━━ RAW RECORDS ━━

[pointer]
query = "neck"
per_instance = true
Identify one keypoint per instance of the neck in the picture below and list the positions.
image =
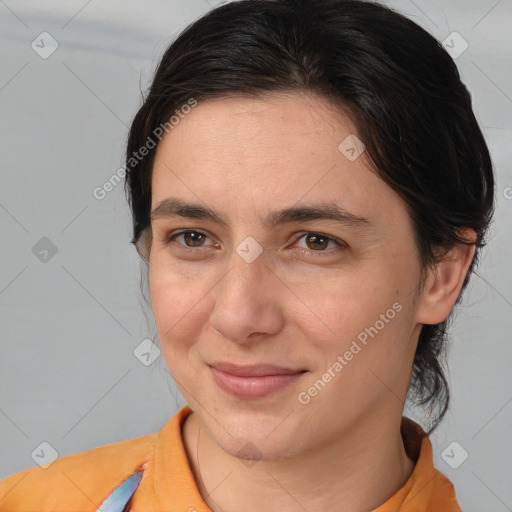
(355, 472)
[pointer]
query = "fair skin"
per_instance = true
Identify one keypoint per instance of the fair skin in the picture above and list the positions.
(300, 304)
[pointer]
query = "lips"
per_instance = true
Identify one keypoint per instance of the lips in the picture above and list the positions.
(253, 381)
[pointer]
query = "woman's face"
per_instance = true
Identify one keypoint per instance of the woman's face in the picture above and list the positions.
(329, 303)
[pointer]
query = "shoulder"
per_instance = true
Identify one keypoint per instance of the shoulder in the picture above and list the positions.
(78, 482)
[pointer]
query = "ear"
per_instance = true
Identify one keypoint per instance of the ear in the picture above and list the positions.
(444, 282)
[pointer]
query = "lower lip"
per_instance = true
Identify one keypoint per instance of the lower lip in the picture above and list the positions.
(253, 387)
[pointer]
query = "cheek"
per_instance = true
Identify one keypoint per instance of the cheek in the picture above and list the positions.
(180, 304)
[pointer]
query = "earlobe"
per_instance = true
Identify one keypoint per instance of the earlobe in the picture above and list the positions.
(444, 282)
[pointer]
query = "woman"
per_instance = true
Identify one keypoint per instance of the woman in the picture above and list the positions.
(310, 197)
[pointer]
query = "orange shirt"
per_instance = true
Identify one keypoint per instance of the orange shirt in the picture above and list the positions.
(82, 481)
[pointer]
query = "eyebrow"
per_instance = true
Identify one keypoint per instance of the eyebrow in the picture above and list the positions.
(174, 207)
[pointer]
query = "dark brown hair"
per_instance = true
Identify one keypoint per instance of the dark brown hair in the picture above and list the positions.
(404, 95)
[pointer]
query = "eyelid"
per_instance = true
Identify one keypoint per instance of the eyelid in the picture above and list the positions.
(340, 243)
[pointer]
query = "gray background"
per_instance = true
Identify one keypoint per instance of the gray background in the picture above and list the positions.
(70, 323)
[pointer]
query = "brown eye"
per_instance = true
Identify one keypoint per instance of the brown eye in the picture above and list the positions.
(190, 238)
(317, 244)
(316, 241)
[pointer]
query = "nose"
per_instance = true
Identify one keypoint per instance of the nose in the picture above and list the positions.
(247, 301)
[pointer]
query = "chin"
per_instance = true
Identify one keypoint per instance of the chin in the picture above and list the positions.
(254, 435)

━━━

◆ DIRECTIVE ◆
Repeat the records above exactly, leaving out the pictures.

◆ RIGHT ANSWER ◆
[pointer]
query = "neck"
per_instance = true
Identify one keypoint per instance of the neck in the picture below and list the positions.
image =
(355, 472)
[pointer]
query = "fair skin"
per_instance = true
Identify one keypoint per instance of the fair skin in the picture above and list the positions.
(300, 304)
[pointer]
query = "lips"
per_instance = true
Identify one keypoint per instance of the lips in the picture above and list the positions.
(253, 381)
[pointer]
query = "woman's face"
per_instance = true
Identify one keypoint per instance of the woman's face in the picture above and list the positions.
(329, 303)
[pointer]
query = "shoulder"
per_instance = true
Identify one keypoint per instance of the shoulder in the picture above and list the positions.
(78, 482)
[pointer]
query = "ear"
per_instance = true
Identify one keypoint per instance of the ear in the picture above and list the positions.
(444, 282)
[pointer]
query = "lower lip"
per_instance = true
Identify one keypoint per instance of the lower lip in the picture above and list the positions.
(253, 387)
[pointer]
query = "cheek"
per_instance = true
Identify one keypoint per instance of the cheek in the picture above and list the positions.
(180, 304)
[pointer]
query = "earlobe"
per_instance = true
Identify one keypoint per instance of the earlobe in the picture above and list the positions.
(444, 282)
[pointer]
query = "woman"
per_instance = true
Identify one keypoint per instance of the woman in the picture above and list the positions.
(310, 197)
[pointer]
query = "orange shirt"
per_instance = true
Identify one keypoint per instance of the orange shirt in the picture above and list the positions.
(82, 481)
[pointer]
query = "eyebrow"
per_instance = true
Identify one keypoint per instance of the eyebrow in the picture above and list the positions.
(174, 207)
[pointer]
query = "dark brown hair"
per_instance = true
Identify one keypoint per instance of the dark brown hair in the picture above and list the positions.
(404, 95)
[pointer]
query = "eyelid"
per_instance = true
Identify one keypoint per instance of the eyelid in the picture above and list the positions.
(340, 243)
[pointer]
query = "gray background"
per_instance = true
Identify one keypoint per instance of the gray background in the picture above and list the positions.
(70, 323)
[pointer]
query = "brown eye"
per_instance = true
Identify one keypoint per instance of the brown eye in the picture above and list the positions.
(190, 238)
(317, 244)
(316, 241)
[pointer]
query = "nose"
per_instance = true
Identify one keypoint per instance of the nose in the picture above and list the positions.
(247, 301)
[pointer]
query = "chin"
per_instance = true
Identify one keypoint per instance of the chin in the picture above and list the positions.
(254, 435)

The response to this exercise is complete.